# [EXERCICE PROPOSÉ A]
Dans la lettre adressée au père de la jeune fille, par quel mot l'espérance est-elle qualifiée ?
# [EXERCICE PROPOSÉ B]
Poursuivez la lettre adressée au père de la jeune fille à partir de sa dernière phrase.

# [EXTRAIT SOURCE]
···
Pardon : je me montre à vous tel que je suis avec mes amis les plus près de mon âme, avec des amis qui partagent mes goûts et sourient à mes rêves, mais quand j’écris à un père occupé du bonheur de sa fille, n’est-ce pas comme si j’écrivais à un poëte enfantant une idée généreuse ?

Non, quel que soit l’avenir, quels que soient les événements, ne perdons point l’espérance : l’espérance est une vertu. Faisons tout pour être heureux noblement, et si nous échouons, nous n’aurons de reproches à faire qu’au bon Dieu. Ne vous effrayez pas de l’exaltation de mes idées. Songez que je viens d’éprouver un immense malheur, que je vois mon sort mis en question, et que je ne manque pas de sérénité. Peut-être eût-il mieux valu pour Mlle votre fille qu’elle se fût attachée à un homme adroit et souple[27], prompt à tendre la main à la fortune et à demander grâce aux événements, à l’un de ces hommes commodes qui ferment les yeux devant le danger pour ne pas être contraints de le combattre et se croient heureux en somme parce qu’ils sont obscurs. Cependant un tel homme l’eût-il aimée comme elle mérite de l’être ? Y a-t-il tendresse véritable sans énergie ? Je lui présente ces questions en tremblant, parce que je sais que je ne lui offre d’autre gage de bonheur qu’un indicible désir de la rendre heureuse. Si l’enthousiasme de mon affection l’épouvante, c’est qu’il ne lui sera pas difficile de m’oublier. Je ne force personne à m’aimer ; mais quand on m’aime, je reçois un peu d’amour avec une inexprimable reconnaissance. Ces réflexions n’ont rien d’affligeant pour elle ; je me verrais effacé de son souvenir, qu’elle ne serait ni moins pure, ni moins généreuse à mes yeux. Je croirais seulement qu’elle a trouvé un plus digne, et je m’avoue à moi-même que ce n’est pas difficile. — Néanmoins je crois fermement à sa constance, parce que je veux croire au bonheur.
···
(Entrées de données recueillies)

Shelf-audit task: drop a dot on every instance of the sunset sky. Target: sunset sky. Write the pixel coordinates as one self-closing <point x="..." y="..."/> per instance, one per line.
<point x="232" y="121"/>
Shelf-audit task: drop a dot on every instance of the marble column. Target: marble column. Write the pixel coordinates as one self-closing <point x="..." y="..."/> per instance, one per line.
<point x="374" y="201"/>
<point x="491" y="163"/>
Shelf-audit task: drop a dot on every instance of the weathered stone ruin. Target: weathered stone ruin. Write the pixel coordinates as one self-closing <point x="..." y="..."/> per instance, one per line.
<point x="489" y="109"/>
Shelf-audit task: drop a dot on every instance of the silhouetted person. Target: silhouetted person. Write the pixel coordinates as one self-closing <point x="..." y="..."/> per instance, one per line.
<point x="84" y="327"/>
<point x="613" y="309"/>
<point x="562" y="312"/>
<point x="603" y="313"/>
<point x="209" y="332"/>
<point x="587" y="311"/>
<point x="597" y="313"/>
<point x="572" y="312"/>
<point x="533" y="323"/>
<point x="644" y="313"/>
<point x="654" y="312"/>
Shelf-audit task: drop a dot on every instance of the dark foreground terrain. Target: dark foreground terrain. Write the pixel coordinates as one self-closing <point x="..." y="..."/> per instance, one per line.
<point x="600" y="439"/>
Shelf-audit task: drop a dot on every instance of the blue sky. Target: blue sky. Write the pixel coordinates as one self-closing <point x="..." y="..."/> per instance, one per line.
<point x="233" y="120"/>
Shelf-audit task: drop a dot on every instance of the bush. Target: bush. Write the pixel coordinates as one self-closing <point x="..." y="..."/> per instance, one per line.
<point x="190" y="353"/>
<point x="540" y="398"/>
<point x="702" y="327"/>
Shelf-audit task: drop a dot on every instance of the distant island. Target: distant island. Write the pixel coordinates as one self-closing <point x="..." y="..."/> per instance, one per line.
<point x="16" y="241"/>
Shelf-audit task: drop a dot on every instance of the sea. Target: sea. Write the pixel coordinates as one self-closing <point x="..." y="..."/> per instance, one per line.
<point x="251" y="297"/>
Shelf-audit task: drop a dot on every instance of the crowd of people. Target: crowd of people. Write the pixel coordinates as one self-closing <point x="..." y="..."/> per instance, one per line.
···
# [RÉSULTAT DE L'EXERCICE A]
L'espérance y est qualifiée de vertu.

# [RÉSULTAT DE L'EXERCICE B]
Je serai de retour dans huit ou dix jours. Mon père doit venir à Paris vers la mi-août. Vient-il en ami ou en ennemi ? Qu’il vienne toujours, nous l’attendons les bras ouverts, car il sera pour nous un père, tant qu’il voudra l’être. J’ai eu quelques jours avant mon départ une vision de mauvais augure. Une femme dont le nom ne souillera pas ma plume, la demi-sœur de mon malheureux père, la femme des scellés de 1814[28], s’est rencontrée sur mon passage. Ce mauvais génie de la vie de ma noble mère et de notre enfance a osé me parler, et ce qui m’étonne, c’est que j’ai entendu sa voix, sans que tout mon sang ait jailli de mes veines. Est-il bien vrai que je sois encore mineur ? — Pardon encore, monsieur, de tous mes amis, vous êtes le seul avec lequel je puisse m’épancher ainsi.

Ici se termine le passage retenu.